-------- Reading passage --------
Fundamental concepts

Overview of concepts used throughout Labelbox-Python SDK.

DbObject

The Labelbox SDK is primarily used to interact with Labelbox's database. The core abstraction used to represent a database entity is a DbObject. It has special attributes called Fields and Relationships that facilitate database queries.

Most objects within the Labelbox SDK are DbOjects. You will see Project and Dataset, for example, among others throughout the documentation.

Field caching

When you fetch an object from the server, the client obtains all field values for that object. When you access that obtained field value, the cached value is returned. There is no round-trip fetch to the server to get the field value you have already fetched. Server-side updates made after the client-side fetch are not auto-propagated, meaning the values returned will still be the cached values.

Fields

Each DbObject has a set of fields. The below sections explain how to access or update one or more fields on a DbObject.

Fetch

DbObject fields must be accessed as attributes (e.g.,project.name). Unlike relationships, fields are cached.
--------
Say whether each statement agrees with the Labelbox SDK concepts page, answering yes or no and quoting the words from the page that decide it. 1. Accessing a field value that was already fetched sends another request to the server. 2. DbObject fields are accessed as attributes. 3. Relationships are cached in the same way as fields. The rows after this point are separate material.
-------- Listed records --------
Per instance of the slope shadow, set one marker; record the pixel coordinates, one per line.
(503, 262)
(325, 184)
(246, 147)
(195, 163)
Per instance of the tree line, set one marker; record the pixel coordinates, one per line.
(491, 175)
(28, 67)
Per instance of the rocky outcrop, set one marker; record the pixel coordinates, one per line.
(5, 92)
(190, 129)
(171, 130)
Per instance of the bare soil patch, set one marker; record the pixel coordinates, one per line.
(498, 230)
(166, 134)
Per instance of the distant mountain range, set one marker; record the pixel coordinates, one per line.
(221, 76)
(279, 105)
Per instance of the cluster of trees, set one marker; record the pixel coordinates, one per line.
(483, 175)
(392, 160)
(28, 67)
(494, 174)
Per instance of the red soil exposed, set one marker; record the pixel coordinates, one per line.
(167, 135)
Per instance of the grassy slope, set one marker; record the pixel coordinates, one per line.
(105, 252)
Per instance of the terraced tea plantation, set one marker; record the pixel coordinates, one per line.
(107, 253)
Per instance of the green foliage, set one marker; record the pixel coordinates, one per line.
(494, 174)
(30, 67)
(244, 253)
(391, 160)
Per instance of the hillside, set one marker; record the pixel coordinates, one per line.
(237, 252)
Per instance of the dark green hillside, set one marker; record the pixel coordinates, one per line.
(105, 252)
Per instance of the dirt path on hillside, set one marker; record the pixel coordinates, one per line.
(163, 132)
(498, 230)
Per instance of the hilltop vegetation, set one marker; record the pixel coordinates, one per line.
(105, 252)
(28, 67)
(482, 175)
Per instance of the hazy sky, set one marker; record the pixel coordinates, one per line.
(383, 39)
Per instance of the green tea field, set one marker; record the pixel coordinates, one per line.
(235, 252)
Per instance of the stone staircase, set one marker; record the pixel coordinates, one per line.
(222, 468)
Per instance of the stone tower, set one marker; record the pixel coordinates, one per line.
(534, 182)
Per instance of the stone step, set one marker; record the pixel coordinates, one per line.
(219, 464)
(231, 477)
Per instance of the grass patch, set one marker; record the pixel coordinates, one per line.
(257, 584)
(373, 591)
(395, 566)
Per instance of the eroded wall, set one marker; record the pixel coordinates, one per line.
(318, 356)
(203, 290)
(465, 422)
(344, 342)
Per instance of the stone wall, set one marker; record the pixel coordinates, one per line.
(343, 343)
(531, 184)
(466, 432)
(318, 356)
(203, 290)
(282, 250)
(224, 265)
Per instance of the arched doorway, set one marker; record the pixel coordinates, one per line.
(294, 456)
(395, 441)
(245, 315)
--------
(Answer below)
1. No: "There is no round-trip fetch to the server to get the field value you have already fetched."
2. Yes: "DbObject fields must be accessed as attributes"
3. No: "Unlike relationships, fields are cached."